§ **REQUIRED ACTION**: Can you quote the records below in full, word for word?

§ **SUPPLIED INFORMATION**:
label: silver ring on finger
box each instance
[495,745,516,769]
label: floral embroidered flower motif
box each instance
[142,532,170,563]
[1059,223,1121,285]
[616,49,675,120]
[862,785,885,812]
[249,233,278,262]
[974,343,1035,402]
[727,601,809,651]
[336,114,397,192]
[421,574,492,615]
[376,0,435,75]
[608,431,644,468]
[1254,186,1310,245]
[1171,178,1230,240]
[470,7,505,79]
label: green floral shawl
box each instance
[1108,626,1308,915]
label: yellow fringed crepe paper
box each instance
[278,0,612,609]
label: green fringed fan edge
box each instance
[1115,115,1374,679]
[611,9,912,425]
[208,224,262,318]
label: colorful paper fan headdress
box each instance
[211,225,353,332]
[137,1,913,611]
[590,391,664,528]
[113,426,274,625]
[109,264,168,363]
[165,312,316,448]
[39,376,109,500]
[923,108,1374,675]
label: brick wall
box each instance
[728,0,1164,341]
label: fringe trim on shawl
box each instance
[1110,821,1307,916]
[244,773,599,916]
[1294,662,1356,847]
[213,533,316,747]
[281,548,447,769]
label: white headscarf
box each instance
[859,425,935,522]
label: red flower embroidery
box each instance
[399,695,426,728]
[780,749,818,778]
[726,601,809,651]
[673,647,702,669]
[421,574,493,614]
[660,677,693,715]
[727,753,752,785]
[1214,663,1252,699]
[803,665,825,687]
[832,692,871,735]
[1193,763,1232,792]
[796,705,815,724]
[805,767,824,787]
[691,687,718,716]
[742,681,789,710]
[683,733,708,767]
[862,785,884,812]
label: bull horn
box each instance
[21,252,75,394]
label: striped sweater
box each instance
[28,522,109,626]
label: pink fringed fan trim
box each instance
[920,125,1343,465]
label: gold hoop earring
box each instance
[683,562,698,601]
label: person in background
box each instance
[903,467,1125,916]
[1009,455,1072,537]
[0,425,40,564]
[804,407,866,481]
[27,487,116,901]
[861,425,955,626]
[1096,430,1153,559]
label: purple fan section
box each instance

§ **TASK SOLUTION**:
label: silver ring on finger
box each instance
[495,745,516,769]
label: floral embroidered flower motif
box each instance
[142,532,170,563]
[1059,223,1121,285]
[616,49,675,120]
[862,785,885,812]
[249,233,278,262]
[974,343,1035,402]
[727,601,809,651]
[336,114,397,192]
[421,574,492,615]
[376,0,435,75]
[608,431,644,468]
[1254,186,1310,245]
[1171,178,1230,240]
[470,7,505,79]
label: green floral shawl
box each instance
[1108,626,1308,915]
label: yellow fringed crepe paper
box each instance
[278,0,612,609]
label: green fringed fan edge
box each instance
[1115,115,1374,679]
[611,9,912,425]
[208,224,262,318]
label: colorful paper fan headdress
box each instance
[211,225,353,332]
[137,1,913,611]
[590,391,664,528]
[113,426,274,625]
[109,264,168,363]
[165,312,316,448]
[39,376,109,500]
[923,108,1374,675]
label: brick wall
box each instance
[728,0,1164,341]
label: fringe trim on shawl
box each instance
[1110,821,1307,916]
[244,773,599,916]
[1294,662,1356,847]
[213,533,316,747]
[281,548,447,769]
label: white headscarf
box each instance
[859,425,935,522]
label: red flower embroidery
box each instance
[399,695,426,728]
[780,749,818,778]
[726,601,809,651]
[673,647,702,669]
[421,574,493,614]
[660,677,693,715]
[727,753,752,785]
[1214,663,1252,699]
[803,665,825,687]
[832,692,871,735]
[1193,763,1232,792]
[796,705,815,724]
[805,767,824,787]
[691,687,718,716]
[742,681,789,710]
[683,733,708,767]
[862,785,884,812]
label: bull horn
box each instance
[21,252,75,394]
label: striped sweater
box each instance
[28,522,109,626]
label: pink fringed fan trim
box each instance
[920,125,1343,465]
label: gold hoop earring
box each instance
[683,562,698,601]
label: person in background
box each instance
[903,467,1125,916]
[1009,455,1072,537]
[0,425,40,564]
[804,407,866,481]
[27,487,116,901]
[861,425,955,626]
[1096,430,1153,559]
label: purple fan section
box each instance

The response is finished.